Extrait étudié:
Mustapha Touahir : Dans la période récente, environ 3 500 établissements sont nommés ou renommés chaque année. Ce sont les collectivités territoriales qui décident de ces noms : les communes dans le cas des écoles primaires, les conseils départementaux pour les collèges, et les conseils régionaux pour les lycées. Cela se fait généralement en concertation avec la communauté éducative. Dans le second degré, il faut même l’aval du Conseil d’administration de l’établissement.
Qu’est-ce qui motive les changements de nom des établissements déjà existants ?

Votre travail:
- a) Traduisez en anglais cette phrase de l'extrait : « Ce sont les collectivités territoriales qui décident de ces noms : les communes dans le cas des écoles primaires, les conseils départementaux pour les collèges, et les conseils régionaux pour les lycées. »
- b) D'après l'extrait, les affirmations suivantes sont-elles exactes ? Répondez par oui ou par non et citez les mots du texte qui permettent de trancher.
(i) Environ 3 500 établissements sont nommés ou renommés chaque année.
(ii) Les noms des collèges sont choisis par les communes.
(iii) Dans le second degré, l'accord du Conseil d'administration de l'établissement est nécessaire.
Les données n'ont aucun lien avec l'extrait.

Données sources:
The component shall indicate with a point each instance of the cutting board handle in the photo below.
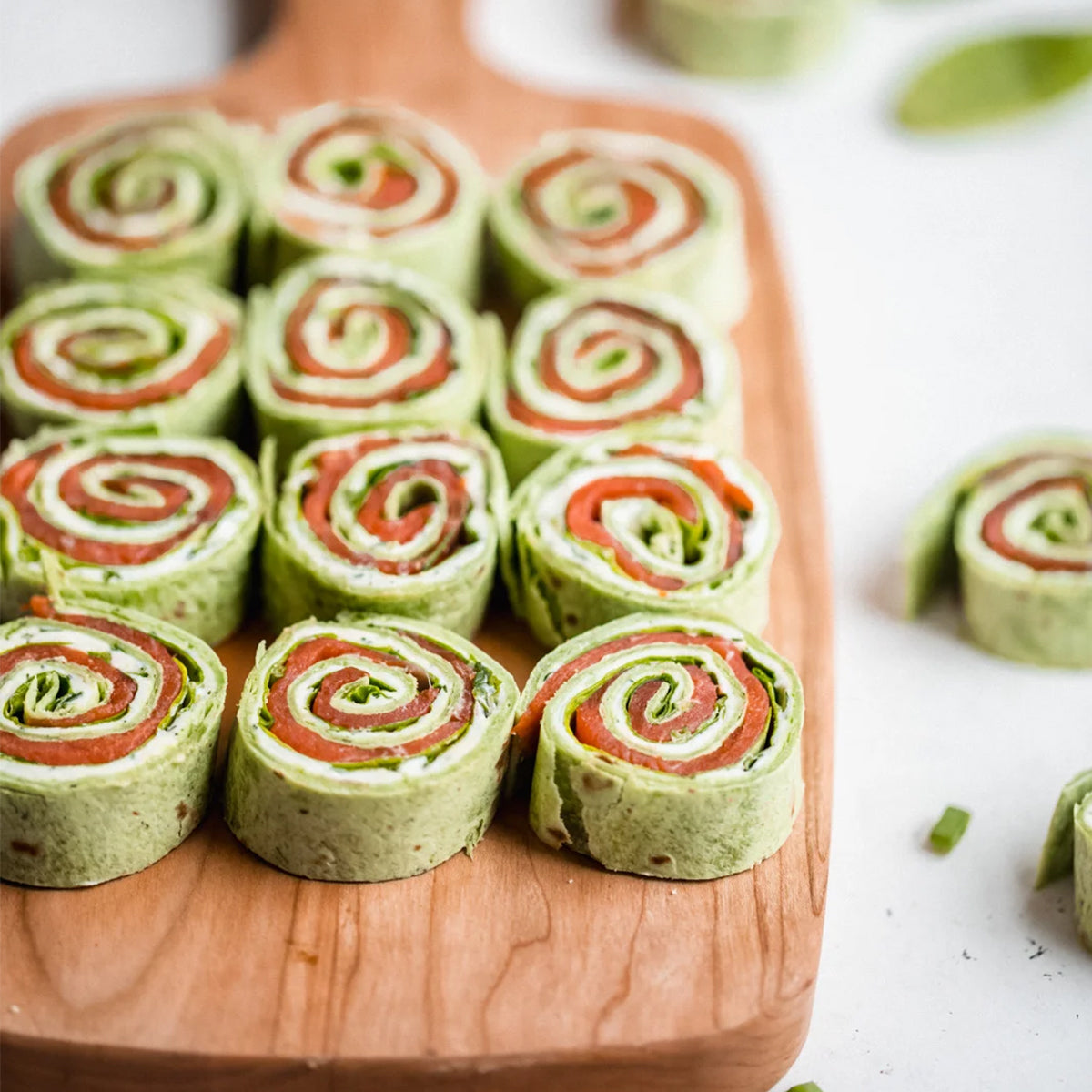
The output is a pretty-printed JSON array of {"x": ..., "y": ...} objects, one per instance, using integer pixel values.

Corrigé:
- a) It is the local authorities that decide on these names: the municipalities in the case of primary schools, the departmental councils for lower secondary schools, and the regional councils for upper secondary schools.

- b)
(i) Oui : « environ 3 500 établissements sont nommés ou renommés chaque année ».
(ii) Non : « les conseils départementaux pour les collèges ».
(iii) Oui : « Dans le second degré, il faut même l’aval du Conseil d’administration de l’établissement ».